[INSTRUCTIONS FOR THE TASK]: Take every line from the listing below that includes "instance" and copy it.

[INPUT]:
========================
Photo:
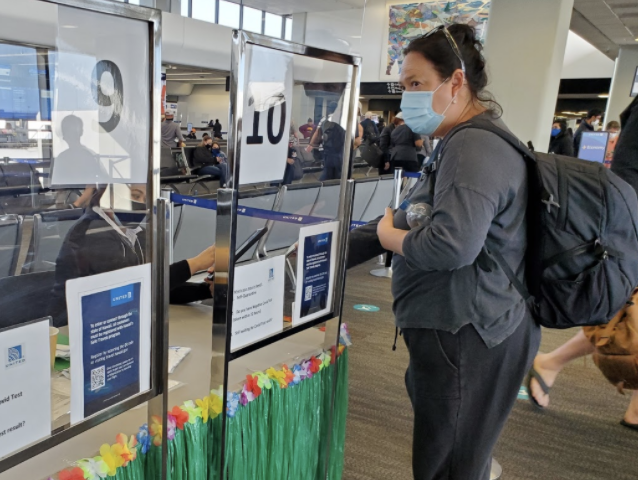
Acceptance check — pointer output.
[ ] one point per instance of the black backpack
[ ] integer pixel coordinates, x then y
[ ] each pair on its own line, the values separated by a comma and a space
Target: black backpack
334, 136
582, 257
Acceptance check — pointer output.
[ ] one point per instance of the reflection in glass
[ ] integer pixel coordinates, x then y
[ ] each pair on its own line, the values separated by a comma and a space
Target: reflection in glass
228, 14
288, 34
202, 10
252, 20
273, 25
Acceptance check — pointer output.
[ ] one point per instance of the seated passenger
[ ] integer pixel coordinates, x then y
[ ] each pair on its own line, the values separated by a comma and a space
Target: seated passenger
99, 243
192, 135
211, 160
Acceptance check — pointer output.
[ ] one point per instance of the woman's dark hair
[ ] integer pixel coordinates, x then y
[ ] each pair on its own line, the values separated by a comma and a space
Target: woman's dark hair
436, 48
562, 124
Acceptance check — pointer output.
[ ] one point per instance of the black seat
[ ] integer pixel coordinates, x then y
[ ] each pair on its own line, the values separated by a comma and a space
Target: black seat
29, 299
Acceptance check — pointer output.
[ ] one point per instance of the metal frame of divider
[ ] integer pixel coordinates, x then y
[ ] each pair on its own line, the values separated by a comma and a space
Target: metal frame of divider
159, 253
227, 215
========================
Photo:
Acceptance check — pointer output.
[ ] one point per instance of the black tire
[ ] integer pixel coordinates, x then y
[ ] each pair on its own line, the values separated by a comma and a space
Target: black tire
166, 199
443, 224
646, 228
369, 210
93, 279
========================
[EXERCISE SOLUTION]:
[ ] one point per instance of the black backpack
[ ] one point per instance of the reflection in glass
[ ] one point per instance of the seated passenger
[ ] one point per instance of the woman's dark hair
[ ] one point per instance of the black seat
[ ] one point per instance of the metal frame of divider
[ ] one point per instance of the black tire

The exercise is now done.